»»
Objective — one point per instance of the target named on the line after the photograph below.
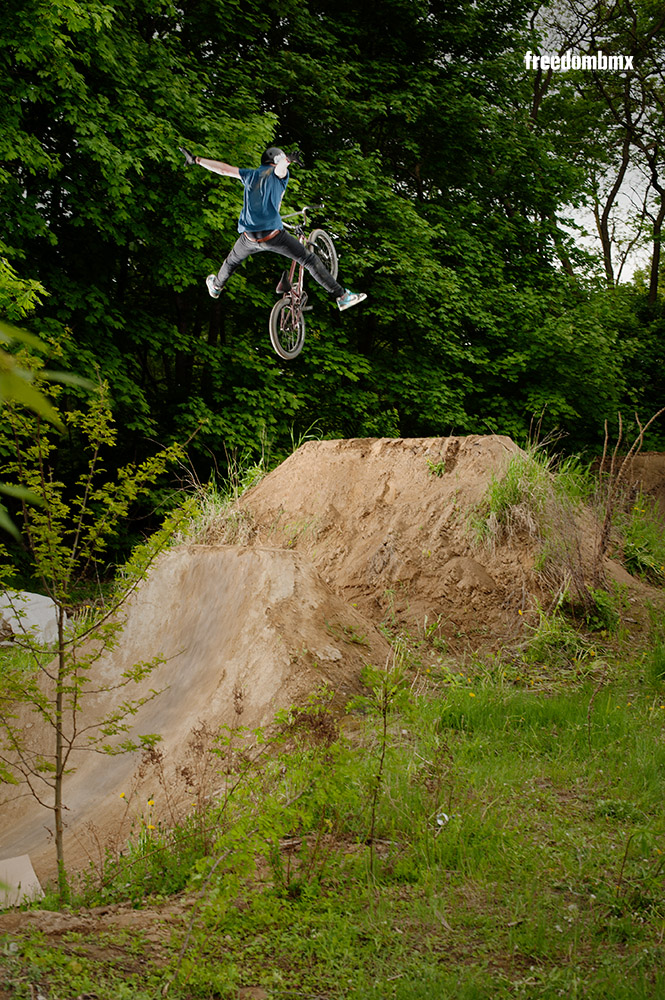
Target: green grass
(519, 849)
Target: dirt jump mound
(342, 537)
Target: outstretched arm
(217, 167)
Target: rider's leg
(287, 245)
(241, 250)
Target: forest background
(452, 177)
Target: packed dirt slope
(243, 632)
(341, 537)
(386, 523)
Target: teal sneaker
(350, 299)
(214, 290)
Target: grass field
(488, 830)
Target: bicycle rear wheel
(321, 244)
(287, 329)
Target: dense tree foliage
(446, 170)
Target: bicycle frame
(296, 288)
(287, 322)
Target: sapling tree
(67, 534)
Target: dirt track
(340, 537)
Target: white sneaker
(215, 292)
(350, 299)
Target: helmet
(270, 155)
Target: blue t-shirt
(262, 199)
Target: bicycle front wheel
(321, 244)
(287, 329)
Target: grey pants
(286, 245)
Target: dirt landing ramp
(245, 631)
(385, 521)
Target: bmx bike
(287, 322)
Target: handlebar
(303, 211)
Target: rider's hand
(189, 159)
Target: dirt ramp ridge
(243, 632)
(385, 521)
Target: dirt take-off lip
(342, 536)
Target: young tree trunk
(60, 759)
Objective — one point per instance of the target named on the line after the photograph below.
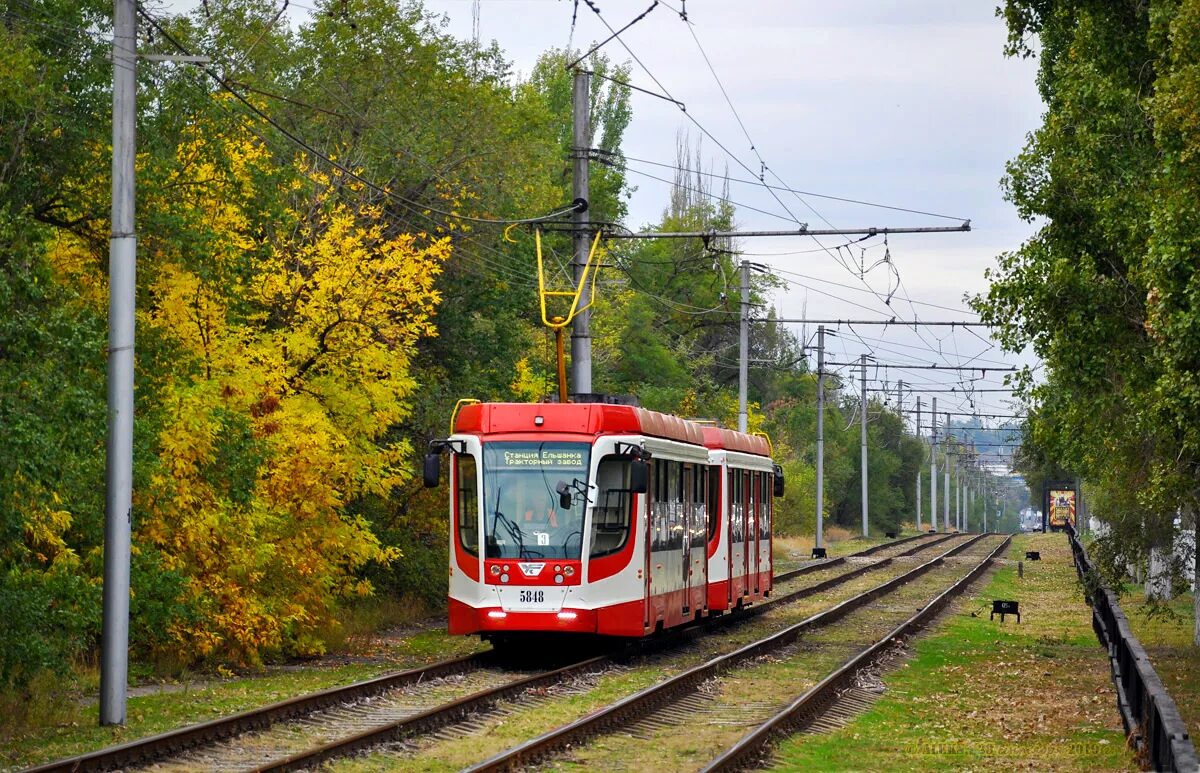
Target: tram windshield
(523, 516)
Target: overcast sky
(911, 105)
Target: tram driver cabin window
(466, 507)
(610, 517)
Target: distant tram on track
(601, 519)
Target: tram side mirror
(432, 469)
(639, 475)
(564, 495)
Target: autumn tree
(1102, 291)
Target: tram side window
(611, 515)
(675, 539)
(736, 507)
(765, 498)
(467, 502)
(714, 501)
(699, 505)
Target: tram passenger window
(611, 515)
(467, 502)
(737, 509)
(675, 492)
(754, 502)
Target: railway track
(660, 699)
(299, 732)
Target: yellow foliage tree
(285, 312)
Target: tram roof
(720, 438)
(594, 419)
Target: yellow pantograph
(588, 275)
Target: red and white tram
(601, 519)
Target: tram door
(755, 529)
(689, 489)
(747, 529)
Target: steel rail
(826, 563)
(172, 742)
(754, 744)
(426, 720)
(439, 715)
(640, 703)
(144, 750)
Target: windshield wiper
(513, 529)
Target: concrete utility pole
(958, 498)
(744, 347)
(820, 436)
(863, 411)
(946, 504)
(119, 453)
(918, 466)
(933, 469)
(581, 328)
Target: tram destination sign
(557, 459)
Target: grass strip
(983, 695)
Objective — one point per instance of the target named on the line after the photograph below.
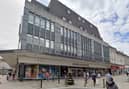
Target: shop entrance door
(77, 72)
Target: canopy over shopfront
(3, 64)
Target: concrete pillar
(92, 47)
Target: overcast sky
(110, 16)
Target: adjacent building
(119, 61)
(58, 40)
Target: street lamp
(3, 65)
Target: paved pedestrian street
(121, 81)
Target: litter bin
(69, 80)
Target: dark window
(29, 46)
(30, 29)
(36, 48)
(47, 34)
(42, 33)
(36, 31)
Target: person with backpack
(94, 78)
(110, 84)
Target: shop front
(117, 69)
(53, 67)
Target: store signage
(80, 64)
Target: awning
(4, 65)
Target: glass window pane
(61, 46)
(47, 25)
(62, 30)
(52, 44)
(29, 46)
(68, 34)
(42, 42)
(36, 31)
(42, 23)
(52, 27)
(47, 44)
(31, 18)
(68, 48)
(30, 29)
(37, 20)
(65, 32)
(65, 48)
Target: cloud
(110, 16)
(10, 17)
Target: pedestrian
(9, 75)
(127, 73)
(110, 84)
(13, 76)
(98, 75)
(86, 76)
(0, 81)
(94, 78)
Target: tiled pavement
(121, 81)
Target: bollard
(85, 82)
(41, 84)
(103, 83)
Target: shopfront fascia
(36, 67)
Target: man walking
(94, 78)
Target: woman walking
(110, 84)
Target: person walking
(94, 78)
(110, 84)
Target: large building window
(52, 44)
(47, 25)
(31, 18)
(42, 23)
(30, 29)
(37, 20)
(47, 43)
(42, 33)
(29, 46)
(65, 32)
(52, 27)
(65, 48)
(68, 33)
(72, 34)
(42, 42)
(36, 48)
(36, 31)
(61, 46)
(68, 48)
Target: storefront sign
(80, 64)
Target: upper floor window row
(41, 22)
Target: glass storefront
(31, 71)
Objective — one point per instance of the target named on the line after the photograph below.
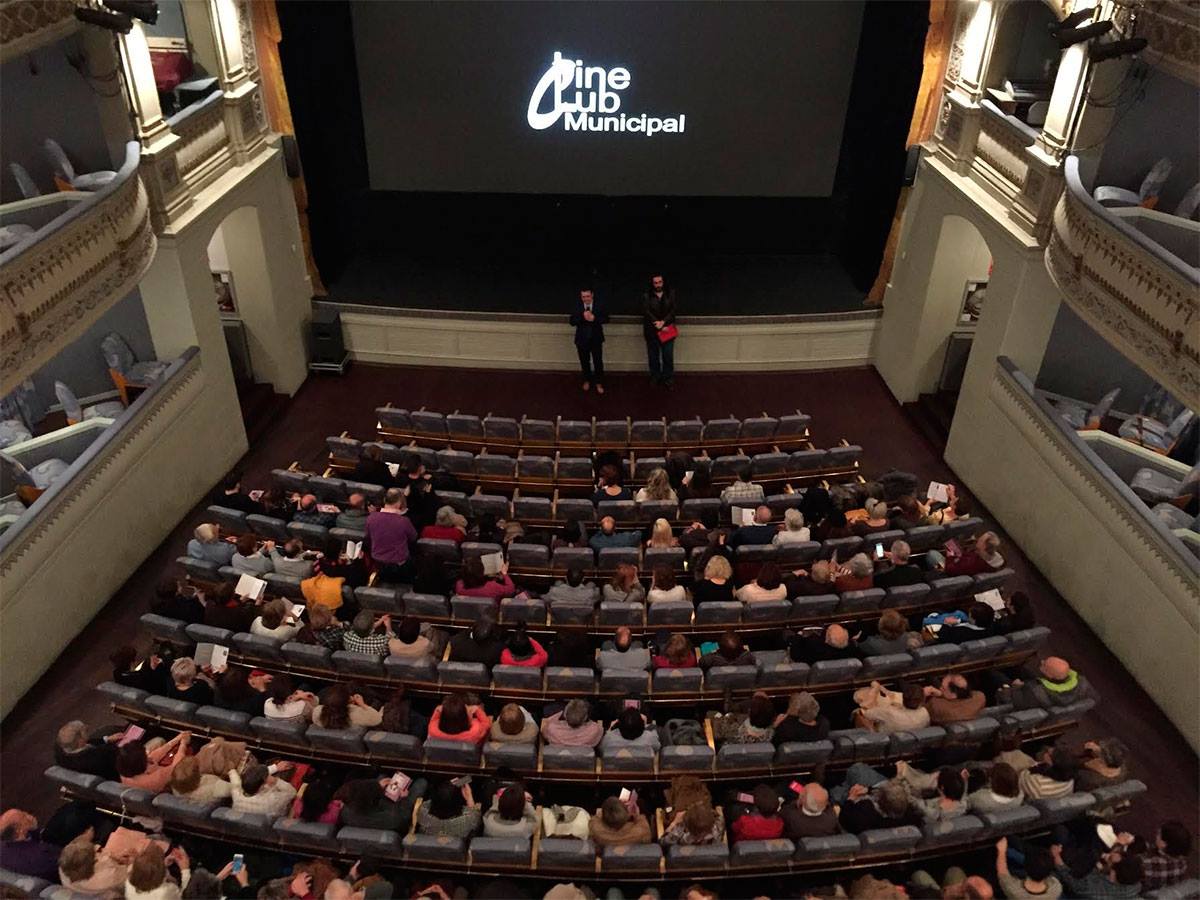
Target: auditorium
(623, 449)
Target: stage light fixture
(105, 18)
(144, 10)
(1101, 52)
(1077, 18)
(1071, 36)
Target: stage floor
(717, 286)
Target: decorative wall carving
(1173, 29)
(29, 24)
(81, 264)
(1137, 298)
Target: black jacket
(589, 334)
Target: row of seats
(683, 435)
(775, 670)
(557, 855)
(576, 471)
(387, 749)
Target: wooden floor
(851, 403)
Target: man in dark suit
(588, 319)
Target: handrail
(1125, 231)
(65, 485)
(1152, 529)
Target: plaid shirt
(373, 645)
(743, 493)
(1159, 870)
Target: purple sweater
(391, 537)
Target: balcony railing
(1173, 28)
(1129, 288)
(58, 281)
(1000, 154)
(29, 24)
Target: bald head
(837, 636)
(1056, 669)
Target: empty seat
(526, 508)
(889, 840)
(425, 605)
(669, 612)
(719, 612)
(809, 607)
(270, 527)
(628, 759)
(180, 809)
(623, 681)
(573, 557)
(529, 556)
(834, 671)
(571, 613)
(831, 847)
(568, 759)
(885, 665)
(648, 431)
(803, 753)
(522, 609)
(745, 756)
(721, 677)
(687, 759)
(1062, 809)
(406, 669)
(768, 852)
(474, 675)
(666, 681)
(623, 511)
(951, 831)
(231, 721)
(471, 609)
(372, 841)
(783, 673)
(461, 753)
(631, 856)
(358, 663)
(515, 756)
(768, 611)
(568, 678)
(385, 747)
(511, 851)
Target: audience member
(455, 720)
(390, 537)
(624, 587)
(574, 589)
(474, 582)
(615, 826)
(663, 586)
(762, 821)
(767, 586)
(342, 709)
(571, 726)
(760, 533)
(743, 492)
(450, 813)
(793, 532)
(208, 545)
(678, 653)
(731, 651)
(809, 815)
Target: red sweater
(535, 661)
(753, 827)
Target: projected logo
(588, 99)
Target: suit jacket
(589, 334)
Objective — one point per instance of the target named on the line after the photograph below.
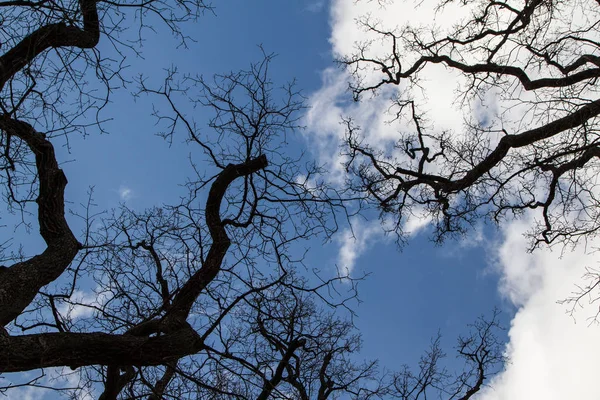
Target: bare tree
(194, 300)
(539, 62)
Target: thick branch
(183, 301)
(51, 36)
(22, 353)
(21, 282)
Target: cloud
(552, 356)
(355, 241)
(125, 193)
(86, 302)
(315, 6)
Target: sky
(412, 292)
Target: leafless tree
(195, 300)
(538, 149)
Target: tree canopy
(209, 297)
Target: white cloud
(354, 242)
(86, 303)
(552, 356)
(125, 193)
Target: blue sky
(410, 293)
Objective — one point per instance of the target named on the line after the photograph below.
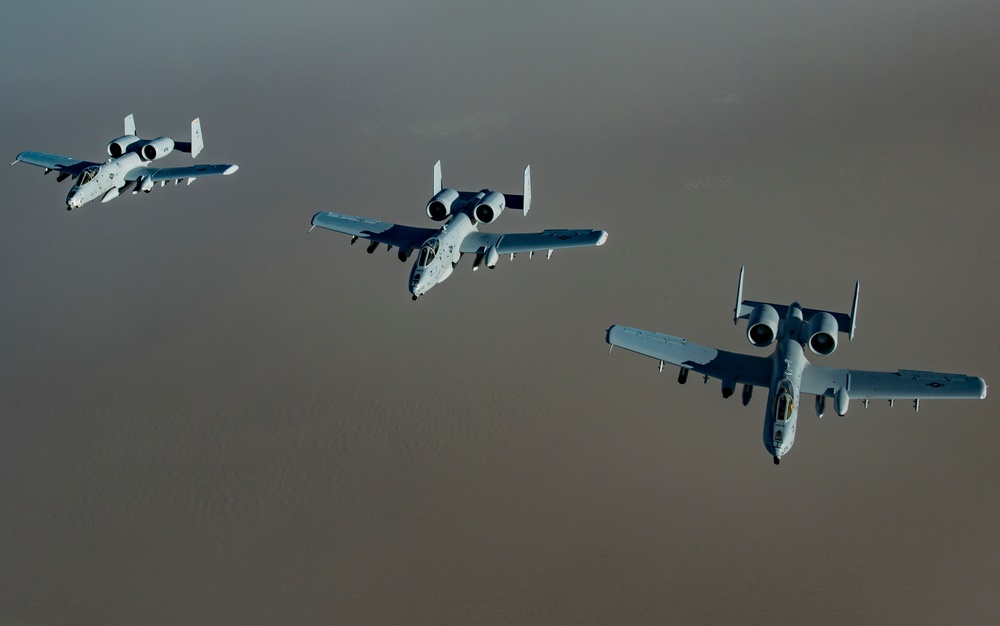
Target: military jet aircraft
(462, 212)
(129, 168)
(787, 373)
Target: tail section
(738, 310)
(854, 310)
(197, 142)
(845, 323)
(527, 190)
(521, 202)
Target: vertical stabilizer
(854, 309)
(197, 142)
(738, 309)
(527, 190)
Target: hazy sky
(211, 417)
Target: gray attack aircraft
(787, 373)
(129, 168)
(462, 212)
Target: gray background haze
(210, 417)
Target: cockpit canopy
(428, 252)
(87, 175)
(784, 405)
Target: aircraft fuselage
(439, 254)
(100, 179)
(788, 361)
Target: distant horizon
(213, 417)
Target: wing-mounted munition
(129, 167)
(461, 214)
(787, 372)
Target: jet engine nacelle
(490, 207)
(440, 206)
(822, 334)
(762, 325)
(120, 146)
(492, 256)
(157, 148)
(841, 401)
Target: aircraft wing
(900, 385)
(166, 174)
(727, 366)
(68, 165)
(532, 242)
(403, 237)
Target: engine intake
(762, 325)
(440, 206)
(157, 148)
(120, 146)
(823, 334)
(490, 207)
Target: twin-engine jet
(462, 212)
(787, 373)
(129, 168)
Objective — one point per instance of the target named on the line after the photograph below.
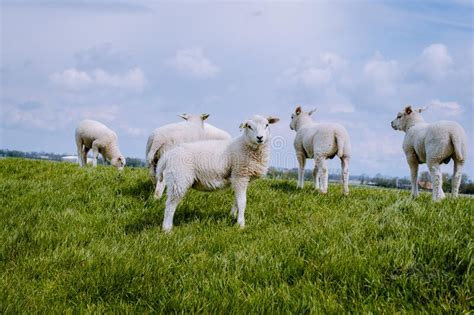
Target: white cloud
(74, 79)
(453, 108)
(133, 131)
(313, 73)
(193, 63)
(382, 74)
(434, 62)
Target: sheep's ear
(272, 120)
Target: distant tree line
(131, 162)
(424, 180)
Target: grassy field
(90, 240)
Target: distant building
(73, 159)
(425, 185)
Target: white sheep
(320, 141)
(431, 143)
(213, 164)
(167, 136)
(91, 134)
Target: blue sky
(135, 65)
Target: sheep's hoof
(167, 229)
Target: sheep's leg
(240, 189)
(301, 163)
(171, 204)
(457, 175)
(345, 175)
(233, 211)
(437, 178)
(177, 188)
(95, 153)
(84, 156)
(316, 177)
(322, 173)
(414, 177)
(152, 171)
(79, 152)
(159, 189)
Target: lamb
(320, 141)
(167, 136)
(213, 164)
(431, 143)
(91, 134)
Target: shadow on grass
(289, 187)
(182, 216)
(144, 187)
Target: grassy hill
(90, 240)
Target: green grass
(90, 240)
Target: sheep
(167, 136)
(91, 134)
(320, 141)
(434, 144)
(213, 164)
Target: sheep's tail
(160, 185)
(457, 145)
(149, 144)
(340, 141)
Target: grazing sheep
(167, 136)
(433, 144)
(91, 134)
(320, 141)
(213, 164)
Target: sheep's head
(300, 116)
(407, 118)
(119, 162)
(194, 117)
(256, 129)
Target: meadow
(90, 240)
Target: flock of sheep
(195, 154)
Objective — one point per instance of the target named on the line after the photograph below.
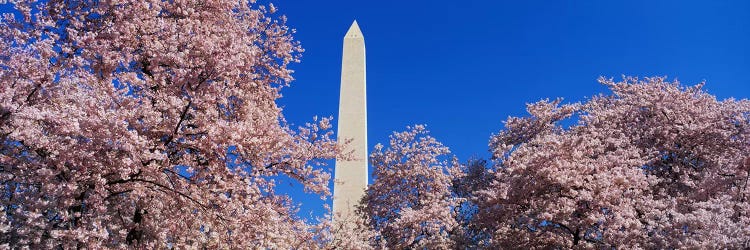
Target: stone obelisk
(351, 176)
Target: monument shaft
(351, 176)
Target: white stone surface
(351, 176)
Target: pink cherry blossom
(152, 124)
(653, 165)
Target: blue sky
(462, 67)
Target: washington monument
(351, 176)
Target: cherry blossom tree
(151, 124)
(409, 202)
(653, 165)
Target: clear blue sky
(462, 67)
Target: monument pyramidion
(351, 175)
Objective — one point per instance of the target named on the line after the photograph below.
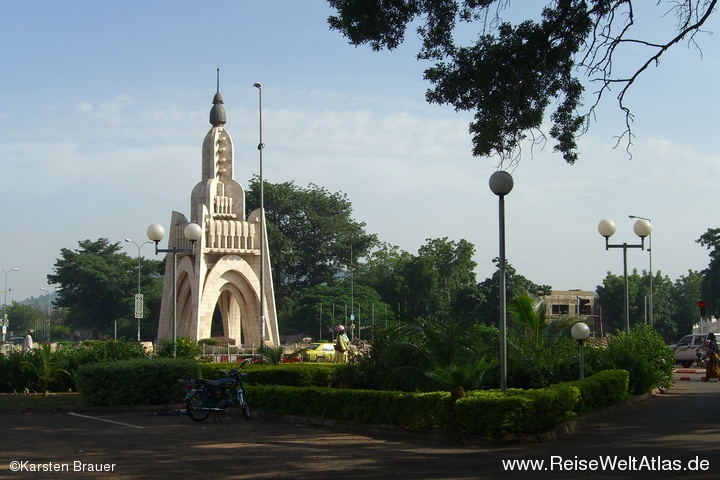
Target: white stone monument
(223, 274)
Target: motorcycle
(215, 396)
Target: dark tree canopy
(311, 234)
(98, 283)
(511, 73)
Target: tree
(97, 284)
(529, 314)
(311, 234)
(23, 317)
(317, 311)
(429, 283)
(685, 297)
(488, 312)
(512, 73)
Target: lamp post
(642, 229)
(47, 328)
(138, 297)
(192, 232)
(4, 321)
(580, 332)
(261, 146)
(650, 312)
(501, 183)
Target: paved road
(679, 430)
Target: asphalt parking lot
(664, 435)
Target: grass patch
(19, 402)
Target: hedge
(134, 382)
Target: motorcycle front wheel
(197, 406)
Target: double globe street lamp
(138, 297)
(642, 229)
(193, 232)
(580, 332)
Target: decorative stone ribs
(230, 236)
(223, 207)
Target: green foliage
(488, 311)
(427, 354)
(134, 382)
(185, 347)
(487, 412)
(23, 317)
(96, 281)
(601, 390)
(711, 275)
(13, 377)
(318, 310)
(509, 74)
(97, 351)
(538, 365)
(643, 353)
(427, 411)
(311, 234)
(48, 372)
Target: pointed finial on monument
(217, 112)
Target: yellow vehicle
(320, 352)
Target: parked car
(685, 350)
(320, 352)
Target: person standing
(711, 359)
(341, 345)
(27, 342)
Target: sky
(104, 107)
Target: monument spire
(217, 112)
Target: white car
(685, 350)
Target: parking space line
(104, 420)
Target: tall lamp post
(47, 328)
(138, 297)
(580, 332)
(4, 321)
(501, 183)
(650, 312)
(261, 146)
(642, 229)
(155, 233)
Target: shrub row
(487, 413)
(134, 382)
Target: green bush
(643, 353)
(533, 365)
(97, 351)
(601, 390)
(13, 377)
(185, 347)
(134, 382)
(490, 413)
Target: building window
(560, 309)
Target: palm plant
(49, 371)
(529, 313)
(432, 354)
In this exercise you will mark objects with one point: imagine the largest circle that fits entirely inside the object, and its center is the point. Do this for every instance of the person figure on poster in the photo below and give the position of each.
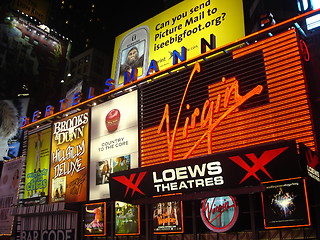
««
◆ EXERCISE AIM: Reproduce the listing above from the line that contains "Target: building window" through its final line, exactly and with nothing added. Omit the images.

◆ TASK ANSWER:
Target: building window
(560, 309)
Target: palm plant
(49, 371)
(529, 313)
(432, 354)
In this exercise you will mark objects with one point: imagine the largest circle that fits entirely inside the object, and its center is the point. Do this for every instance of the person figure on poster in the photo below and give the position of each.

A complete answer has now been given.